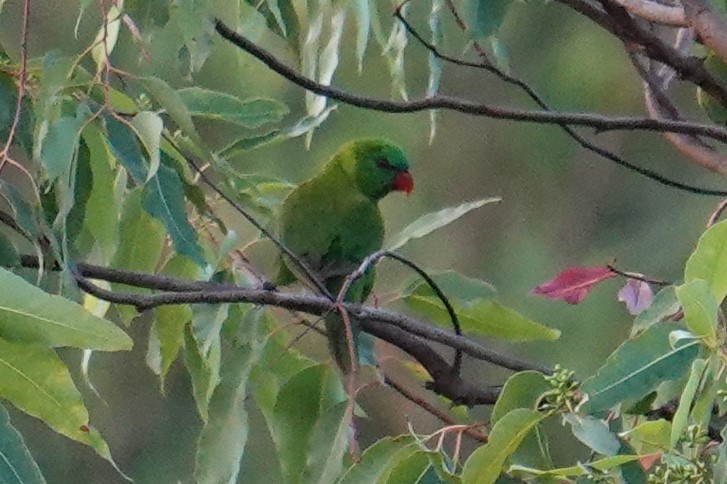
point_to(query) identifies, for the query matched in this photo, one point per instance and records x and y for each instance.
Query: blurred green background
(562, 206)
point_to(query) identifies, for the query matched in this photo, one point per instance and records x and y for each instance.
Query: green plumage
(332, 222)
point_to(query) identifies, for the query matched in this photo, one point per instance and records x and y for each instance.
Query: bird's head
(380, 167)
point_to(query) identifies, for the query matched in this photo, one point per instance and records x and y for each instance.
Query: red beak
(403, 182)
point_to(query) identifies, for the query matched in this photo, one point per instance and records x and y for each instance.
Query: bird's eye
(384, 163)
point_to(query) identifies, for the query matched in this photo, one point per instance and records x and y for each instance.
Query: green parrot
(333, 222)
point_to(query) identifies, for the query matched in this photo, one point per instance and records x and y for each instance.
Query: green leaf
(574, 471)
(430, 222)
(8, 105)
(106, 37)
(709, 260)
(37, 382)
(167, 331)
(23, 213)
(9, 256)
(686, 400)
(663, 306)
(700, 309)
(172, 103)
(141, 239)
(594, 433)
(250, 113)
(301, 402)
(163, 199)
(101, 216)
(484, 17)
(29, 315)
(328, 444)
(149, 128)
(487, 463)
(521, 390)
(650, 437)
(203, 368)
(16, 463)
(375, 460)
(60, 147)
(485, 317)
(223, 438)
(637, 366)
(124, 145)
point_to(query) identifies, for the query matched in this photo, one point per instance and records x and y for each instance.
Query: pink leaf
(573, 284)
(637, 295)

----

Omit the pictures and copy the records above exactly.

● Response:
point_to(query) identifies, for the query matched in this photo, one point per instance and records x and y for each instance.
Query: blurred green background
(562, 206)
point_to(query) identifies, for the query matched in this photo, one point per instance and records x and y for each instance.
Query: green plumage
(332, 222)
point_to(query) identifies, for the query matched in this photo, one point per instance and records x and y for each instance.
Query: bird's head
(380, 167)
point_to(query) identifies, for the query matched in this photo, one point per instance and records x and y for each instance.
Query: red beak
(403, 182)
point_to(query) identifies, for the query matched in this photo, one point per instance and records x and y for each instance.
Query: bird's eye
(384, 163)
point_to(query) identifies, for the query matched in this photo, one point per instance and records x and y for each instance.
Query: green parrot
(333, 222)
point_to(query) identifies, for the query matched in this photo, one point per instance and records x and y for each instance.
Query: green leaf
(574, 471)
(430, 222)
(8, 105)
(106, 37)
(709, 260)
(37, 382)
(167, 331)
(23, 213)
(9, 256)
(686, 400)
(663, 306)
(700, 309)
(172, 103)
(141, 239)
(594, 433)
(250, 113)
(301, 402)
(163, 199)
(101, 216)
(484, 17)
(29, 315)
(328, 444)
(149, 128)
(487, 463)
(521, 390)
(650, 437)
(203, 368)
(16, 463)
(375, 460)
(60, 147)
(485, 317)
(223, 438)
(637, 366)
(124, 145)
point_to(query) identifies, for the query matched in this photo, one point per instance and records x and y for each instance.
Query: pink leaf
(573, 284)
(637, 295)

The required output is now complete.